▸ Task objective
In full and without edits, write out the data that follows.
Segment Start: Extracted records
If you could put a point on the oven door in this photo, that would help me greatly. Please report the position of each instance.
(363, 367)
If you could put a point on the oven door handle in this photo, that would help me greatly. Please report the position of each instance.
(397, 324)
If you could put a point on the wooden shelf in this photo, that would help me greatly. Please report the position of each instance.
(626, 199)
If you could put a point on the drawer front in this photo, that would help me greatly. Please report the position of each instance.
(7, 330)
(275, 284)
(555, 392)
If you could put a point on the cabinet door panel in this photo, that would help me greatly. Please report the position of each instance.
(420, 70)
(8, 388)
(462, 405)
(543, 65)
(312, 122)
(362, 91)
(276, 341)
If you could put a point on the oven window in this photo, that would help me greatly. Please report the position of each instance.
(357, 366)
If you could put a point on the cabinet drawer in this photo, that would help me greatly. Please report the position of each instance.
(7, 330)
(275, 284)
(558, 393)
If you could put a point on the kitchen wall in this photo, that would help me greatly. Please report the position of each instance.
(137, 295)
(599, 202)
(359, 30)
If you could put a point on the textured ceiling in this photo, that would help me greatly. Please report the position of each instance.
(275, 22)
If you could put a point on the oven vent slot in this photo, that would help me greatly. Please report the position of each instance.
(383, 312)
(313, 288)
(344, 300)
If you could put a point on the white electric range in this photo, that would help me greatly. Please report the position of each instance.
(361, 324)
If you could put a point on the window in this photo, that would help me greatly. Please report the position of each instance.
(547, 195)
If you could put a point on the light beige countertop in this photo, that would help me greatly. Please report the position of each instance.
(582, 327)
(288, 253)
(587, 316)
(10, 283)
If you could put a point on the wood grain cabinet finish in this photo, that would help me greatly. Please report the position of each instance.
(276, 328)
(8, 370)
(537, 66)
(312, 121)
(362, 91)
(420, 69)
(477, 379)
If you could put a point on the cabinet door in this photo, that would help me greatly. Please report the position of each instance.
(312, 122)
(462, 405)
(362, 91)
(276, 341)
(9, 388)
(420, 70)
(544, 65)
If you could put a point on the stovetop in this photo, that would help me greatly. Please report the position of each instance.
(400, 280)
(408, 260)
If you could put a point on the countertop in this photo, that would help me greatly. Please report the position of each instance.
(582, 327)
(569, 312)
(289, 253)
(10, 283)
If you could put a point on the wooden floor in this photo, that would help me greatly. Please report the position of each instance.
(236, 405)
Segment End: Extracted records
▸ The answer
If you could put a point on the oven door in this photo, that would help me greatly. Please report the position of each instance.
(363, 367)
If you could put a point on the oven door handle in this photo, that would help me greatly. Please report the position of each instance.
(397, 324)
If you could put a point on the wooden shelf in this photo, that would help me greatly. Please report the position of each instance.
(626, 199)
If you could put a point on the drawer front in this photo, that would help me greatly. Please report the position of each instance.
(7, 330)
(275, 284)
(555, 392)
If you could put a point on the cabinet door panel in this photo, that would help me greatly. Please report the position of each instance.
(420, 70)
(8, 388)
(462, 405)
(543, 65)
(312, 122)
(362, 91)
(276, 341)
If you could put a point on the oven window in this photo, that would help me greatly. Please report the position of each instance.
(357, 366)
If you could put a point on the cabinet drawer in this photo, that would help me greatly. Please report the position of each instance.
(7, 330)
(275, 284)
(558, 393)
If you could put a point on the kitchen wall in this photo, that would help me greatly. Please report the position of each instance.
(137, 295)
(599, 202)
(359, 30)
If you could put a point on the textured ceiling in this photo, that would help me greatly. Please report the position of each instance.
(275, 22)
If you could put a point on the oven vent slot in this photo, that would help me greatly. Please report the position of each instance.
(383, 312)
(313, 288)
(344, 300)
If you could put a point on the white electric range in this photo, that would help me greatly. Please report the position of each instance.
(361, 324)
If you could put a point on the window in this photo, that would help me greatly. Please report the position of each instance.
(547, 195)
If you could put a point on the light beige countertop in this photo, that would help me greatly. Please report the position of each instance.
(582, 327)
(288, 253)
(587, 316)
(10, 283)
If you could put a point on the wood grain cabinet finish in this photo, that would help me greatly. Please report the position of each instance.
(276, 328)
(8, 370)
(537, 66)
(312, 121)
(362, 91)
(420, 69)
(477, 379)
If you could put a point on the cabinet door in this photo, that would help me greatly. Please report the position of each instance.
(312, 122)
(462, 405)
(362, 91)
(276, 341)
(9, 388)
(420, 70)
(544, 65)
If you could put a point on the stovetop in this photo, that would help me greatly. Please report the position of each instance.
(400, 280)
(408, 260)
If you could put a point on the countertop in this photo, that would help me greatly. Please report the position of each instance.
(582, 327)
(569, 312)
(289, 253)
(10, 283)
If you could put a point on the wooden floor in this photo, that would help me greatly. Please report the position of each instance.
(236, 405)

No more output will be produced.